• EXTRACTED INFORMATION:
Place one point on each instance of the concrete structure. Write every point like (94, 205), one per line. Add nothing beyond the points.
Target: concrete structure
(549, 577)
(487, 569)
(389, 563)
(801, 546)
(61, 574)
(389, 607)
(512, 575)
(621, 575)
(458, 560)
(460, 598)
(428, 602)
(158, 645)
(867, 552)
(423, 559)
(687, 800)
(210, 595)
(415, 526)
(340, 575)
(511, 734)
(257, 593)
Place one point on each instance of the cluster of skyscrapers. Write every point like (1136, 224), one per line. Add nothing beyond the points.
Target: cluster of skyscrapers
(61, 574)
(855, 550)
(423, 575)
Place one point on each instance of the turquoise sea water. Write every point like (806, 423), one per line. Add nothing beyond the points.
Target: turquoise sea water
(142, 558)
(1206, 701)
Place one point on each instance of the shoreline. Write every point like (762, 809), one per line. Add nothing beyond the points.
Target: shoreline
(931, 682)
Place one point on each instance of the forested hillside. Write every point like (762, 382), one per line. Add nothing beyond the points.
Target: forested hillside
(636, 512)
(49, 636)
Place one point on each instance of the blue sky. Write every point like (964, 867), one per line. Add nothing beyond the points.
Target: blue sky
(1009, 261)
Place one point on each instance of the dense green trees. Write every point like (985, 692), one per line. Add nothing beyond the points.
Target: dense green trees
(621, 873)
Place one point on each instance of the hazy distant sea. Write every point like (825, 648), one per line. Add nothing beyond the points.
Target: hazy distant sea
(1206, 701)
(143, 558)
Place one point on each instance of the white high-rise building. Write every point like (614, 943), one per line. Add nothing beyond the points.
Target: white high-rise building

• WHAT YOU WILL DO: Copy all of the lines above word for word, with nothing changed or left out.

• REPLY TO THE TASK:
Place one point on each instance of the concrete structure. Write every point like (94, 205), one per line. Add nothing beyond the points.
Target: concrete structure
(549, 577)
(487, 569)
(389, 563)
(801, 546)
(61, 574)
(389, 607)
(512, 575)
(621, 575)
(458, 560)
(460, 598)
(428, 602)
(158, 645)
(867, 552)
(423, 559)
(687, 800)
(210, 595)
(415, 526)
(340, 575)
(511, 734)
(257, 593)
Place one point on each instance of the cluster of skyscrapers. Write every point like (1136, 224), one per line. Add nothing beyond the points.
Target: cluster of skyscrapers
(61, 574)
(855, 550)
(423, 575)
Place one point on each instance of the turquoise sea water. Write every point like (806, 423), one per line. Add nothing beyond the points.
Target: turquoise sea water
(142, 558)
(1206, 701)
Place one point on each instance of the shoreline. Write every point like (762, 809), one per line. Add nothing beyond the points.
Target: shoreline
(931, 682)
Place one point on each instance of the forested hillside. Write every point like (762, 382), one per line. Add nothing beyond the points.
Target: forested hillside
(636, 512)
(49, 636)
Place one point on each instance of the blue sky. Write every point like (964, 867), one per line. Add nothing beyond the points.
Target: blue sky
(1009, 261)
Place one point on each instance of the dense green trees. Write every point like (985, 692), one per line. Add nothing beyond the points.
Target: dense green trees
(621, 873)
Place one point on each instance of the hazy distant sea. Write every point like (825, 648), one per line. Add nothing beyond the points.
Target: hazy distant sea
(1206, 701)
(143, 558)
Place one point on each instance of the white high-rise building. Write every point like (614, 943), one per line. Add nothing beyond the points.
Target: white high-rise building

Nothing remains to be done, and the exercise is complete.